This tutorial covers material encountered in chapter 5 of the VCE Mathematical Methods Textbook, namely:
- Exponential functions
- Index laws
- Log functions
- Log laws and change of base
Q1 – Graphs, Intercepts and Asymptotes of Exponential & Logarithm Functions
Q2 – Inverses of Exponential & Logarithm Functions
Q3 – Exponential & Logarithm Functions
Q4 – Solving Exponential & Logarithm Functions
Q5 – Intercepts of Logarithm Functions
Q6 – Solving Natural Exponential Function
Q7 – Sum and Product of Natural Exponential Functions
Worksheet
Q1. Sketch the graph of each of the following functions, clearly indicating the axis intercepts and any asymptotes (Note that \(\log_e(x)=\ln(x)\)):
(a) \(f(x)=e^x-3\)
(b) \(f(x)=2^{-x}+4\)
(c) \(g(x)=\dfrac{1}{3}(e^x-4)\)
(d) \(g(x)=5-e^{-x}\)
(e) \(h(x)=\ln(3x+2)\)
(f) \(h(x)=-\ln(x-3)\)
(g) \(j(x)=\ln(2-x)\)
Q2. Find \(f^{-1}\) for each of the following functions:
(a) \(f:\R \to (-3,\infty),\, f(x)=e^{2x}-3\)
(b) \(f:(3,\infty) \to \R,\,f(x)=4\ln(x-3)\)
(c) \(f:(-\frac{1}{2},\infty) \to \R,\,f(x)=\log_{10}(2x+1)\)
(d) \(f:\R \to (3,\infty),\, f(x)=2^x+3\)
Q3. For each of the following functions, find \(y\) in terms of \(x\):
(a) \(\ln(y)=\ln(2x+5)\)

Written request 1: Transcribe the stretch of the exponential and logarithm worksheet from "(b) \(f:(3,\infty) \to" through "(a) \(\ln(y)=\ln(2x+5)\)".
Written request 2: Render this sentence from the exponential and logarithm worksheet in Spanish: "For each of the following functions, find \(y\) in terms of \(x\):"
The lines that come next have no connection to the exponential and logarithm worksheet.

Material shown:
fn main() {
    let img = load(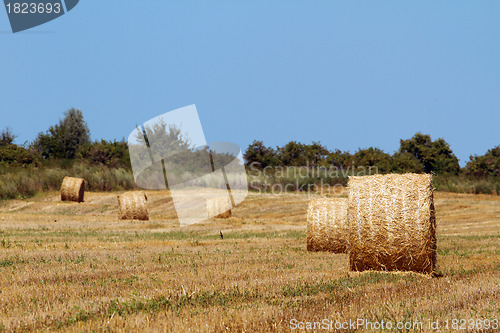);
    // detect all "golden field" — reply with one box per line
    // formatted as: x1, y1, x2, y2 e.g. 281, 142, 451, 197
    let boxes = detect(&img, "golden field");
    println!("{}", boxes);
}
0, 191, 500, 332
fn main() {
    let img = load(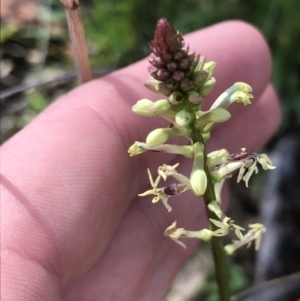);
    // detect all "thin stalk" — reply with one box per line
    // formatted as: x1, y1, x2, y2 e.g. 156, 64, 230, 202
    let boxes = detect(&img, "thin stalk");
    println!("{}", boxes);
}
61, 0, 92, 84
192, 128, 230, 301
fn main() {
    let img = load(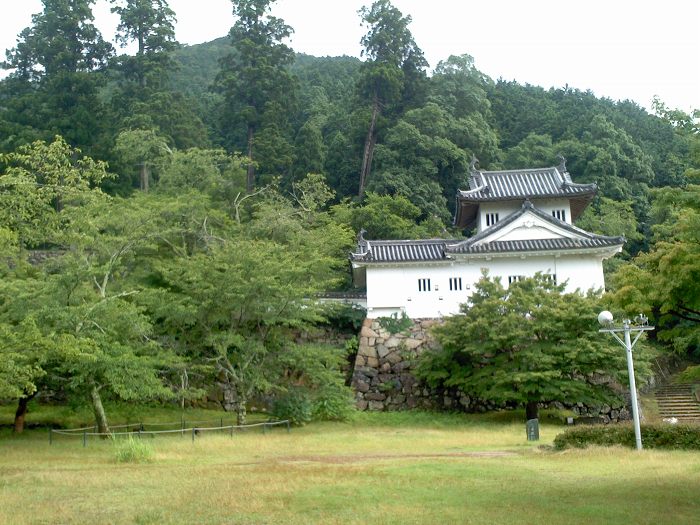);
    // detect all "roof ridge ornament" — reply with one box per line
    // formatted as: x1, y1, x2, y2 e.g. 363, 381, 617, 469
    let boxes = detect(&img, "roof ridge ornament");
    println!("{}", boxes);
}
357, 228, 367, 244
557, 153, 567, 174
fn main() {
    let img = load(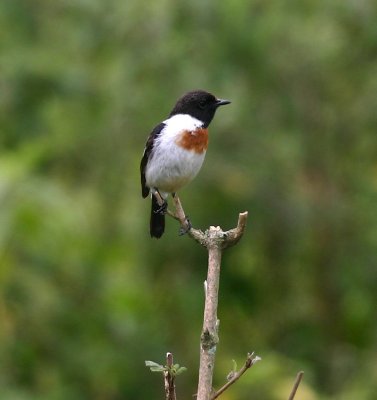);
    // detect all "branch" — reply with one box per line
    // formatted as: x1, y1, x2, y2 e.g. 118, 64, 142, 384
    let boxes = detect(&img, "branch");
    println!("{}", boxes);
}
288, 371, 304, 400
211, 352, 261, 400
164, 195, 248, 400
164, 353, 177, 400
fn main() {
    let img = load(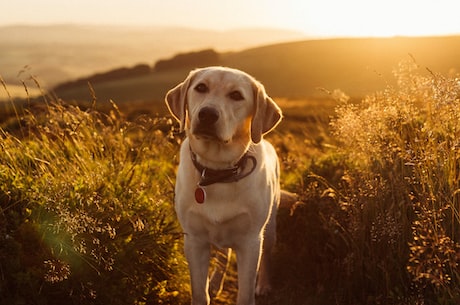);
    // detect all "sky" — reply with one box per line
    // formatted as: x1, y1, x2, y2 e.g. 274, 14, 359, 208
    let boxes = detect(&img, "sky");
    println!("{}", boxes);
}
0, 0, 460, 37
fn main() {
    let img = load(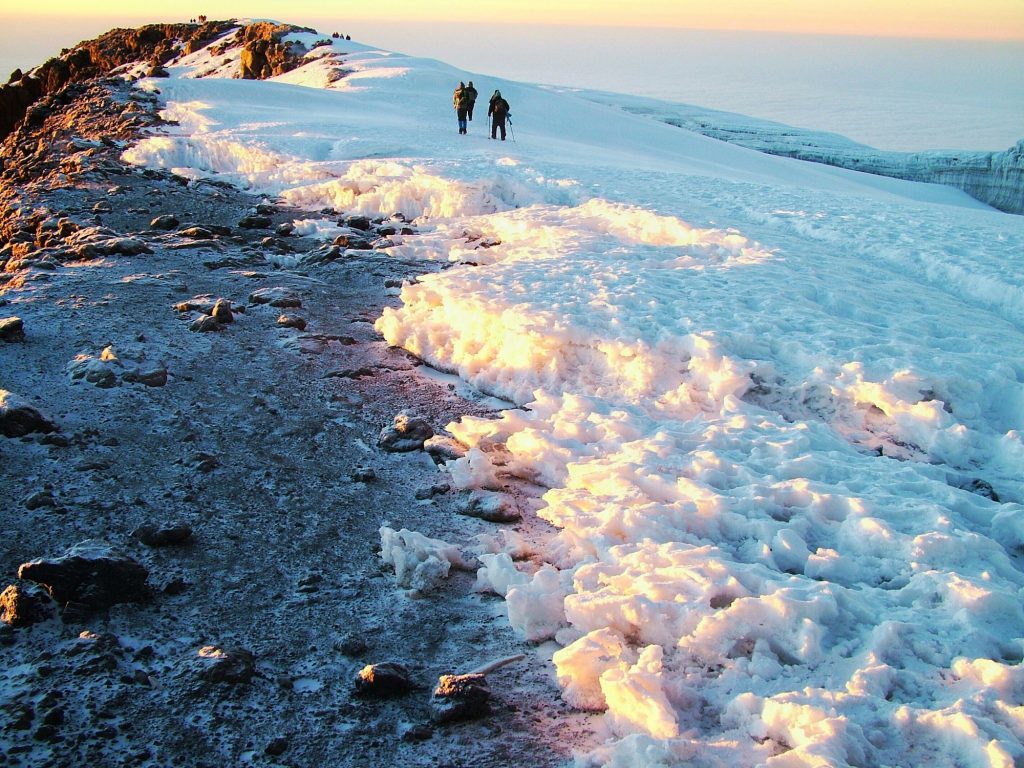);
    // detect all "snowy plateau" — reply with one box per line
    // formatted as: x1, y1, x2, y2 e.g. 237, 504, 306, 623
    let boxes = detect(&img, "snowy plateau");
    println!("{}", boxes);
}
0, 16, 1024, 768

Full solution 1:
(b) \(f:(3,\infty) \to \R,\,f(x)=4\ln(x-3)\)
(c) \(f:(-\frac{1}{2},\infty) \to \R,\,f(x)=\log_{10}(2x+1)\)
(d) \(f:\R \to (3,\infty),\, f(x)=2^x+3\)
Q3. For each of the following functions, find \(y\) in terms of \(x\):
(a) \(\ln(y)=\ln(2x+5)\)

Full solution 2: Para cada una de las siguientes funciones, halla \(y\) en términos de \(x\):